> **STATED PROBLEM 1**: In the forum discussion about keeping a horse's weight down, list the kinds of riding the first poster says they want to do with the horse.
> **STATED PROBLEM 2**: Carry on the forum discussion about keeping a horse's weight down, starting after its last sentence.

> **QUOTED TEXT**:
+--
He will be out 24/7 on grass. He will be in a field with plenty of grass but it isn't particularly lush. He won’t get any additional hard feed.

I plan to ride him most days and will be doing light/medium work with him. I want to do some long hacks, will jump at least once a week and compete in some dressage competitions. He will do about 6 to 8 hours a week I think. This is about double of what he did in his last home.

Is this workload going to be enough to prevent him from wearing the muzzle and/or getting too fat? How much work does the average fat pony do? I really want to avoid the muzzle and most importantly avoid him getting laminitis (which he has never had). He is a big horse (16hh shire x TB) and will be 8 by the summer.

Any advice/comments appreciated.
 
All you can do is play it by ear. Given that he's out 24/7 & you have no control over the grazing I'd be inclined to muzzle first & see how he looks weightwise, if you choose to do it the other way round then get a weightape & use it weekly to monitor any changes & be prepared to stick the muzzle on if he shows any gain.
 
I'm going into my third attempt at handling my horse's weight over the summer. This year I hope to get it right, but it is - I'm fearful that this mild weather is putting us at a disadvantage!
I didn't want to have to muzzle either but I'm going to have to for the spring grass, no choice, but then I was only managing around four-five sessions a week, of around 45 minutes each, and the work wasn't really hard work - my confidence restricted that from being possible.
We already cut the field in half from when the new grass ciomes through (and this year I'm going to try to get this done earlier than fieldmate would like), he's in with a pretty good doer arab, but not as good a doer as Flipo sadly.
+--
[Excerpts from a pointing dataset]
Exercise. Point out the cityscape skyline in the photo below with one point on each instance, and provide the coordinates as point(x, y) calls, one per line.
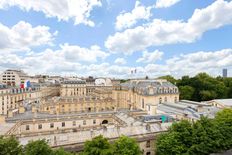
point(112, 38)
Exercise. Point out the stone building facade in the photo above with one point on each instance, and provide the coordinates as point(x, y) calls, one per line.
point(145, 94)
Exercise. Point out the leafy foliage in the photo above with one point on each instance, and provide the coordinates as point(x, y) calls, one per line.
point(37, 148)
point(202, 87)
point(202, 137)
point(126, 146)
point(98, 146)
point(10, 146)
+--
> **TASK RESULT 1**:
- Long hacks
- Jumping at least once a week
- Dressage competitions

> **TASK RESULT 2**:
I'd play it by ear, but also muzzle if thats what has been done before. Once the spring hits and they balloon, its a hell of a job to get it back under control - although I guess thats my issue so every horse is different!
 
All you can do is play it by ear. Given that he's out 24/7 & you have no control over the grazing I'd be inclined to muzzle first & see how he looks weightwise, if you choose to do it the other way round then get a weightape & use it weekly to monitor any changes & be prepared to stick the muzzle on if he shows any gain.


I already weight tape him everyweek and condition score. He is def. gaining in muscle and looks more toned compared to when i first got him.
 
If he is a really good doer, I would still muzzle in Spring at least. It isn't easy to lose the weight, easier to avoid it going on in the first place.

It might be an idea to supplement him if he is doing a reasonable amount of work and being restricted. Magnesium deficiency can cause a horse to hang onto fat and is common in overweight good doers.

Good luck. I have 2 that I battle with all year. They have put some on the last few weeks can you believe!
 
I too would want to muzzle first rather than letting the weight go on - harder to get it off than put it on :)

I prefer to have mine underweight going into spring I allow some gain over summer.
 
I would definitely muzzle if out 24/7 even if grass not lush, which in the spring/summer will be to some extent.

I would prefer to muzzle than strip graze. At least with a muzzle they can move around and get more exercise that way.

I always find that the initial strip graze part means that pony only gets a tiny bit of paddock in which to move around until the fence starts to be moved out every week or so then she gets a bigger space but is eating the grass which has been eaten well down at which point the eaten down grass gets nibbled at even more as there is more sugar in that part so you can't really win!!!! If that makes any sense to you at all :giggle: I know what I mean!!

Also it means pony can go in with the other horses and graze in a herd. When she is strip grazed she is left on her lonesome, poor lass.

Worked really well for me last year. She didn't manage to pull of the muzzle either. She was happy and she could drink through it too.
 
Play it by ear and keep weigh taping regularly. If you can, keep the workload regular and if necessary do a bit more (not always easy I know!) Can you muzzle part of the day to see how it goes?
Do you know if the yard you are on fertilizes the land? (I know when I was on a yard a lady who had a weight problem with her ponies asked them not to do this as it made the grass more calorific)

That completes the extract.